### Task to carry out
Copy out all of the data below, substituting "image" for every occurrence of "drawing" and keeping everything else unchanged. Omit the pictures from your copy.

### Dataset
⟨

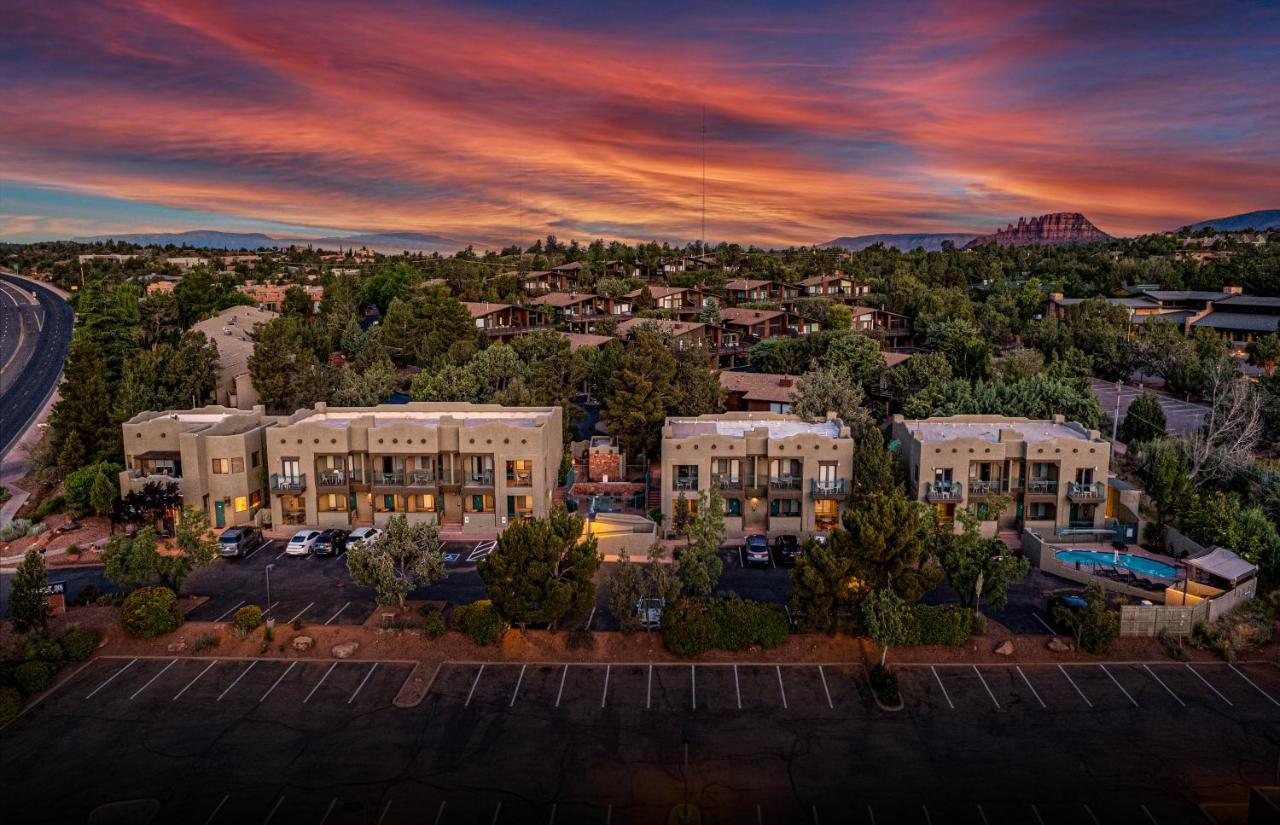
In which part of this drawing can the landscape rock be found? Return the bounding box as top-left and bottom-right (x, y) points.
(329, 641), (360, 659)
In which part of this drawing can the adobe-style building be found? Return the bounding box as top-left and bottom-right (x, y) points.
(658, 412), (854, 537)
(266, 402), (564, 535)
(893, 416), (1116, 532)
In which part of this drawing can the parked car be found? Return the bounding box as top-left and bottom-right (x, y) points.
(218, 527), (262, 559)
(773, 536), (800, 567)
(742, 533), (769, 567)
(284, 530), (320, 555)
(347, 527), (383, 547)
(311, 530), (347, 555)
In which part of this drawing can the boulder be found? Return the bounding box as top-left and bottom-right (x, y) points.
(329, 641), (360, 659)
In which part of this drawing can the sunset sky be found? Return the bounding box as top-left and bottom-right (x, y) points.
(0, 0), (1280, 247)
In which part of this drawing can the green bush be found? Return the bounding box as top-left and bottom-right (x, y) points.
(120, 587), (182, 638)
(0, 687), (22, 728)
(63, 627), (99, 661)
(23, 638), (63, 665)
(232, 605), (262, 638)
(453, 599), (502, 646)
(13, 661), (58, 696)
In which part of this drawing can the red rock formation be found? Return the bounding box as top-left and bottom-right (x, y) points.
(964, 212), (1111, 249)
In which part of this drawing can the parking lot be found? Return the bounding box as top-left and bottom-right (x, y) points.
(10, 659), (1280, 825)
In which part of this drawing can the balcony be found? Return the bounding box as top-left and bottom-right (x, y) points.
(924, 481), (964, 503)
(1027, 478), (1057, 495)
(271, 473), (307, 492)
(1066, 481), (1107, 503)
(809, 478), (849, 499)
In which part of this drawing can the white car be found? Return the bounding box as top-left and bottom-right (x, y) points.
(284, 530), (320, 555)
(347, 527), (383, 547)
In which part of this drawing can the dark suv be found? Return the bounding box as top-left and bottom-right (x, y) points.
(311, 530), (348, 555)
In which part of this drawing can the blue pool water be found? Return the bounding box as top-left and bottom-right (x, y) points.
(1056, 550), (1178, 578)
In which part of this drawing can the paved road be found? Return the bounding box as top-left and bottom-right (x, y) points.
(0, 272), (74, 457)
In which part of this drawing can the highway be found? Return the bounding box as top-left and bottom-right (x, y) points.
(0, 272), (74, 457)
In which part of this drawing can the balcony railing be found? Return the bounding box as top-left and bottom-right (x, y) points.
(271, 473), (307, 492)
(924, 481), (964, 501)
(809, 478), (849, 499)
(1066, 481), (1107, 501)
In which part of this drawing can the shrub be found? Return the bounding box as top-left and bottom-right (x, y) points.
(120, 587), (182, 638)
(232, 605), (262, 638)
(23, 638), (63, 665)
(0, 687), (22, 728)
(13, 661), (58, 696)
(63, 627), (99, 661)
(453, 599), (502, 646)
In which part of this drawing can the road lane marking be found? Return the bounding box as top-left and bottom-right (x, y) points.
(463, 665), (484, 707)
(84, 659), (138, 698)
(1014, 665), (1048, 710)
(347, 661), (378, 705)
(302, 661), (338, 705)
(507, 664), (529, 707)
(556, 665), (568, 707)
(129, 659), (178, 702)
(1057, 665), (1093, 709)
(1228, 665), (1280, 707)
(325, 601), (351, 624)
(214, 659), (257, 702)
(1142, 665), (1187, 707)
(170, 659), (218, 702)
(1098, 665), (1138, 707)
(257, 661), (298, 705)
(973, 665), (1000, 710)
(929, 665), (956, 710)
(214, 599), (246, 622)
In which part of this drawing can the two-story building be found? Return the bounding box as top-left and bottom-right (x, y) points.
(659, 412), (854, 537)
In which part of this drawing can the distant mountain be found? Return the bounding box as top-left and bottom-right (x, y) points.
(818, 232), (974, 252)
(964, 212), (1111, 249)
(1190, 208), (1280, 232)
(72, 229), (465, 252)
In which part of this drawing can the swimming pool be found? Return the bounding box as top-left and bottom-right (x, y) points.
(1055, 550), (1178, 578)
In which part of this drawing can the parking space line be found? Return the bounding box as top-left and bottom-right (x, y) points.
(463, 665), (483, 707)
(84, 659), (138, 698)
(302, 661), (338, 705)
(1098, 665), (1138, 707)
(129, 659), (178, 702)
(214, 599), (246, 622)
(285, 601), (315, 624)
(973, 665), (1000, 710)
(1057, 665), (1093, 709)
(170, 659), (218, 702)
(1142, 665), (1187, 707)
(257, 661), (298, 705)
(1183, 663), (1235, 707)
(214, 659), (257, 702)
(205, 793), (232, 825)
(929, 665), (956, 710)
(1228, 665), (1280, 707)
(507, 665), (529, 707)
(1014, 665), (1048, 710)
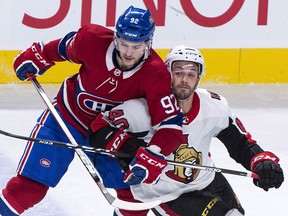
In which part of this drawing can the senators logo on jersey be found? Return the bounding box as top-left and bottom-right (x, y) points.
(166, 143), (202, 184)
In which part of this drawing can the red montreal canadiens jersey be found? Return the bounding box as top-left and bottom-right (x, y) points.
(45, 24), (182, 154)
(105, 89), (256, 202)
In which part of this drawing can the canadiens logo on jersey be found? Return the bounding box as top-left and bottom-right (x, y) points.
(166, 143), (202, 184)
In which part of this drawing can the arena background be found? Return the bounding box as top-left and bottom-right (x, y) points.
(0, 0), (288, 84)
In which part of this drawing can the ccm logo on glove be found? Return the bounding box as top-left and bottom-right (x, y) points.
(31, 43), (51, 67)
(140, 152), (167, 169)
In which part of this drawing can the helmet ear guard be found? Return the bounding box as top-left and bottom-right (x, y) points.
(164, 45), (205, 77)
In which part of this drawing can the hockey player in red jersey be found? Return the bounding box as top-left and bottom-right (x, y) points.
(91, 46), (284, 216)
(0, 6), (182, 216)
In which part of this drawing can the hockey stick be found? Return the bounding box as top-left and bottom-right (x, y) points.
(29, 76), (161, 211)
(0, 127), (259, 179)
(0, 130), (133, 158)
(166, 160), (259, 179)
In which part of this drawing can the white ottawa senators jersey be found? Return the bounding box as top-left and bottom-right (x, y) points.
(107, 89), (244, 202)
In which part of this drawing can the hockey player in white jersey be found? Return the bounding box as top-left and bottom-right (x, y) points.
(91, 46), (284, 216)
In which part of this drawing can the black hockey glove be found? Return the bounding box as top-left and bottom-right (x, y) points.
(251, 152), (284, 191)
(88, 126), (147, 172)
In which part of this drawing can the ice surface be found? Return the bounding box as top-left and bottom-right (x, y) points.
(0, 84), (288, 216)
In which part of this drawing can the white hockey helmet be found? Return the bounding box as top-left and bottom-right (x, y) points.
(164, 45), (205, 77)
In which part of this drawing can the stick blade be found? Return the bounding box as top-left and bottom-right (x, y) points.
(110, 199), (161, 211)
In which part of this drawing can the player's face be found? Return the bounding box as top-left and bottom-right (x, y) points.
(116, 38), (147, 70)
(172, 61), (200, 100)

⟩

### Result of this exercise
In which part of this image can the landscape rock be found? Return the bounding box as top-left and bottom-right (x, y) points.
(329, 641), (360, 659)
In which part of this image can the adobe-style building be found? Return the bounding box as top-left and bottom-right (x, y) points.
(658, 412), (854, 537)
(266, 402), (564, 535)
(893, 416), (1116, 532)
In which part of this image can the parked car be found? Return the bounding box as top-left and bottom-right (x, y) points.
(218, 527), (262, 559)
(773, 536), (800, 567)
(742, 533), (769, 567)
(284, 530), (320, 555)
(347, 527), (383, 547)
(311, 530), (347, 555)
In which part of this image can the boulder be found? Return the bounding box as top-left and bottom-right (x, y) points.
(329, 641), (360, 659)
In which part of this image can the sunset sky be found? Return the bounding box as top-left and bottom-right (x, y) points.
(0, 0), (1280, 247)
In which part of this image can the green bush be found? Return the bounding box as top-left and bottom-right (x, y) points.
(120, 587), (182, 638)
(0, 687), (22, 728)
(63, 627), (99, 661)
(23, 638), (63, 665)
(232, 605), (262, 638)
(453, 599), (502, 646)
(13, 661), (58, 696)
In which part of this image can the red rock formation be found? Return the bounding box as top-left and bottom-right (x, y) points.
(964, 212), (1111, 249)
In which part of this image can the parking lot be found? Return the bounding box as top-left and bottom-right (x, y) points.
(10, 659), (1280, 825)
In which part of this image can the balcony be found? Return the bounding box as top-left and bottom-right (x, y) points.
(924, 481), (964, 503)
(1027, 478), (1057, 495)
(271, 473), (307, 492)
(1066, 481), (1107, 503)
(809, 478), (849, 499)
In which part of this image can the white car be found? Return the bounding box as top-left and bottom-right (x, y) points.
(284, 530), (320, 555)
(347, 527), (383, 547)
In which part of this image can the dark suv be found? Return the bounding box as top-left and bottom-right (x, y) points.
(311, 530), (348, 555)
In which part of this image can the blue pool water be found? Return the bounding box as top-left and bottom-right (x, y) points.
(1056, 550), (1178, 578)
In which part of this image can the paved road be found? Return the bounding box as top-left and bottom-right (x, y) points.
(0, 272), (74, 457)
In which part of this image can the highway be found? Return the bounding box as top-left and bottom-right (x, y) points.
(0, 272), (74, 457)
In which part of this image can the balcony railing be found? Return the bounding box as top-left and bottom-right (x, y) points.
(271, 473), (307, 492)
(924, 481), (964, 501)
(809, 478), (849, 499)
(1066, 481), (1107, 501)
In which part of this image can the shrub be found? Return the bounding box as top-left and bottom-right (x, y) points.
(120, 587), (182, 638)
(232, 605), (262, 638)
(23, 638), (63, 665)
(0, 687), (22, 728)
(13, 661), (58, 696)
(63, 627), (99, 661)
(453, 599), (502, 646)
In which part of this image can the road lane marking be found? Return the bounding box as top-left and bottom-right (x, y) points.
(463, 665), (484, 707)
(84, 659), (138, 698)
(1014, 665), (1048, 710)
(347, 661), (378, 705)
(302, 661), (338, 705)
(507, 664), (529, 707)
(556, 665), (568, 707)
(129, 659), (178, 702)
(1057, 665), (1093, 709)
(1228, 665), (1280, 707)
(325, 601), (351, 624)
(214, 659), (257, 702)
(1142, 665), (1187, 707)
(170, 659), (218, 702)
(1098, 665), (1138, 707)
(257, 661), (298, 705)
(973, 665), (1000, 710)
(929, 665), (956, 710)
(214, 599), (246, 622)
In which part of this image can the two-story building be found? Return the bounding box as top-left and bottom-right (x, y) points.
(659, 412), (854, 537)
In which part of this image can the distant mountain be found? Return the bounding box as top-left and bottom-right (x, y) points.
(818, 232), (974, 252)
(964, 212), (1111, 249)
(1190, 208), (1280, 232)
(72, 229), (465, 252)
In which part of this image can the swimming pool be found? Return the bounding box as top-left and bottom-right (x, y) points.
(1055, 550), (1178, 578)
In which part of this image can the parking space line be found? Return the bounding box as top-left and bottom-right (x, y) points.
(463, 665), (483, 707)
(84, 659), (138, 698)
(302, 661), (338, 705)
(1098, 665), (1138, 707)
(129, 659), (178, 702)
(214, 599), (246, 622)
(285, 601), (315, 624)
(973, 665), (1000, 710)
(1057, 665), (1093, 709)
(170, 659), (218, 702)
(1142, 665), (1187, 707)
(257, 661), (298, 705)
(1183, 663), (1235, 707)
(214, 659), (257, 702)
(205, 793), (232, 825)
(929, 665), (956, 710)
(1228, 665), (1280, 707)
(507, 665), (529, 707)
(1014, 665), (1048, 710)
In which part of this image can the senators logo on jersey be found? Return the bounding box as top-left and bottom-right (x, y) points.
(166, 143), (202, 184)
In which part of this image can the red montreal canadiens jersey be found? Return the bounding box as top-left and bottom-right (x, y) points.
(45, 24), (182, 154)
(105, 89), (256, 202)
In which part of this image can the canadiens logo on jersey be found? Return the bounding box as top-left and bottom-right (x, y) points.
(166, 143), (202, 184)
In which part of this image can the arena background be found? Return the bounding box as top-left and bottom-right (x, y) points.
(0, 0), (288, 84)
In which part of this image can the ccm logo on glove be found? Return the bounding box as top-left and bottom-right (x, y) points.
(31, 43), (51, 67)
(140, 152), (167, 169)
In which part of this image can the helmet ear guard be found? Return the bounding box as top-left and bottom-right (x, y) points.
(164, 45), (205, 77)
In which part of this image can the hockey player in red jersey be found? Return the bounding box as top-left and bottom-right (x, y) points.
(91, 46), (284, 216)
(0, 6), (182, 216)
In which part of this image can the hockey stick be found? Return the bounding box as top-left and bottom-right (x, y) points.
(29, 76), (161, 211)
(0, 127), (259, 179)
(0, 130), (133, 158)
(166, 160), (259, 179)
In which part of this image can the white ottawa senators jersey be found? Return the bounding box as top-left and bottom-right (x, y) points.
(107, 89), (244, 202)
In which part of this image can the hockey player in white jersey be found? Return the bounding box as top-left and bottom-right (x, y) points.
(91, 46), (284, 216)
In which part of this image can the black hockey glove be found? Return the bounding box as top-left and bottom-right (x, y) points.
(251, 152), (284, 191)
(88, 126), (147, 172)
In which part of this image can the ice surface be found? Return the bounding box as top-left and bottom-right (x, y) points.
(0, 84), (288, 216)
In which part of this image can the white hockey helmet be found? Return the bounding box as top-left and bottom-right (x, y) points.
(164, 45), (205, 77)
In which part of this image can the stick blade be found? Return the bounding box as top-left and bottom-right (x, y) points.
(110, 199), (161, 211)
In which part of this image can the player's face be found? Return the bounding box as top-left and bottom-right (x, y) points.
(116, 38), (147, 70)
(172, 61), (200, 100)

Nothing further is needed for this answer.